* WHAT IS BEING ASKED
Write the listing out again word for word, skipping each picture.

----

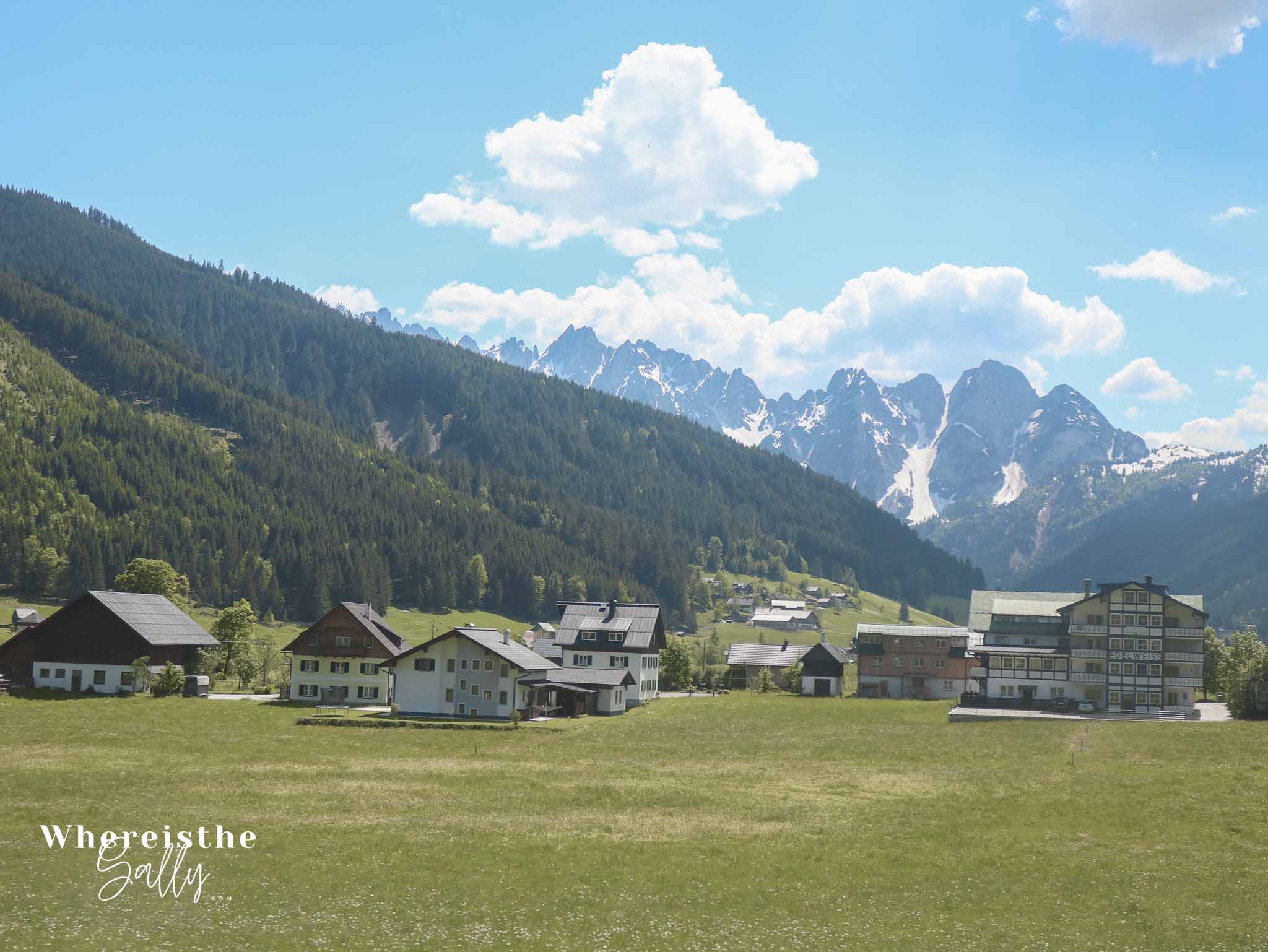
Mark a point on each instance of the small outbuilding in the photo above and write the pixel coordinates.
(823, 670)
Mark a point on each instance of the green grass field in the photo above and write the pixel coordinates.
(733, 823)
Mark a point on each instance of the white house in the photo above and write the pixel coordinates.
(614, 636)
(474, 672)
(342, 657)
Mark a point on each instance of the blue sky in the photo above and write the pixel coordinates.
(905, 187)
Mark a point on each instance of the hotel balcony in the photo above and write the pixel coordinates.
(1187, 657)
(1182, 682)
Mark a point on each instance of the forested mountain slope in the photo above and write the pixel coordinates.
(539, 476)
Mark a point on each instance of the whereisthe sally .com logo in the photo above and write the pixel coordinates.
(169, 874)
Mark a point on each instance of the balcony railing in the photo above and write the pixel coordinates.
(1182, 682)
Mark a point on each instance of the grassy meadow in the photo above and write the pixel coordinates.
(733, 823)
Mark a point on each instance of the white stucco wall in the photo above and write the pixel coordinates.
(353, 680)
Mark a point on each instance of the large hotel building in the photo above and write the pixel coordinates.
(1125, 647)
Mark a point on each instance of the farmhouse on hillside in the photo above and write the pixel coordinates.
(823, 670)
(90, 644)
(1125, 647)
(479, 672)
(753, 657)
(340, 658)
(913, 660)
(615, 636)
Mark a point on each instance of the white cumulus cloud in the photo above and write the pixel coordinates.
(1233, 212)
(1175, 32)
(659, 144)
(1246, 426)
(1144, 379)
(892, 322)
(355, 300)
(1166, 267)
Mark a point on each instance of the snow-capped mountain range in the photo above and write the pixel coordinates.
(914, 449)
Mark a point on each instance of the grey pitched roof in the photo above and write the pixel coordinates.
(491, 639)
(591, 677)
(769, 656)
(155, 619)
(640, 623)
(378, 626)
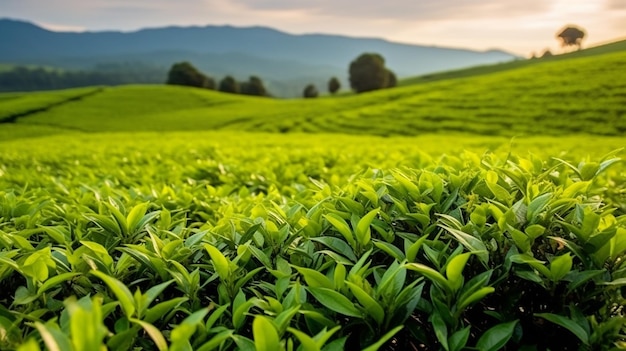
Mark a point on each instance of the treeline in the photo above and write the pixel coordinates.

----

* ANSWER FOR THIS EXERCISE
Mark a point on each instance of the small outbuilding in the photo above and write the pixel coordinates.
(823, 670)
Mark a point on each instance of the green grass field in the photo above and write the pixel coordinates.
(733, 823)
Mark a point on each instance of the white house in the photo above and write the pixel coordinates.
(614, 636)
(474, 672)
(342, 657)
Mark a point on each instance of the blue sky in the photo above and write the pixel coordinates.
(905, 187)
Mark a point on each instance of the hotel balcony in the photo above and write the pixel coordinates.
(1187, 657)
(1182, 682)
Mark a point on each instance of the forested mountain slope in the photo above and write the pixel coordinates.
(539, 476)
Mark a point on each instance of the whereisthe sally .com logo in the photo above and write the pixel coordinates.
(169, 874)
Mark a point on each instance of the balcony railing in the photo above and write the pixel coordinates.
(1182, 682)
Mark a point on each instance of the grassy meadow in the photo above and write the pixel coordinates.
(733, 823)
Mark a point on each instance of the white stucco wall in the photo above and write the pixel coordinates.
(353, 680)
Mark a point on each instance of the large hotel building in the photo above and write the pixel coordinates.
(1125, 647)
Mark a point on each instance of the farmhouse on hillside in the photo above and write the pixel coordinates.
(823, 670)
(90, 644)
(1125, 647)
(479, 672)
(753, 657)
(340, 658)
(913, 660)
(615, 636)
Mark a point on each instance of the white cumulus cloud in the photo above and write the pixel coordinates.
(1233, 212)
(1175, 32)
(659, 144)
(1246, 426)
(1144, 379)
(892, 322)
(355, 300)
(1166, 267)
Mark a point on each instance of the snow-capped mountain range in the photo above and write the pixel coordinates.
(914, 449)
Mark a point on each instance of the grey pitched roof in the photo above and write the pixel coordinates.
(491, 639)
(591, 677)
(769, 656)
(155, 619)
(640, 623)
(378, 626)
Mark a point on each instance of the treeline in the photo above and write the pixel coordinates.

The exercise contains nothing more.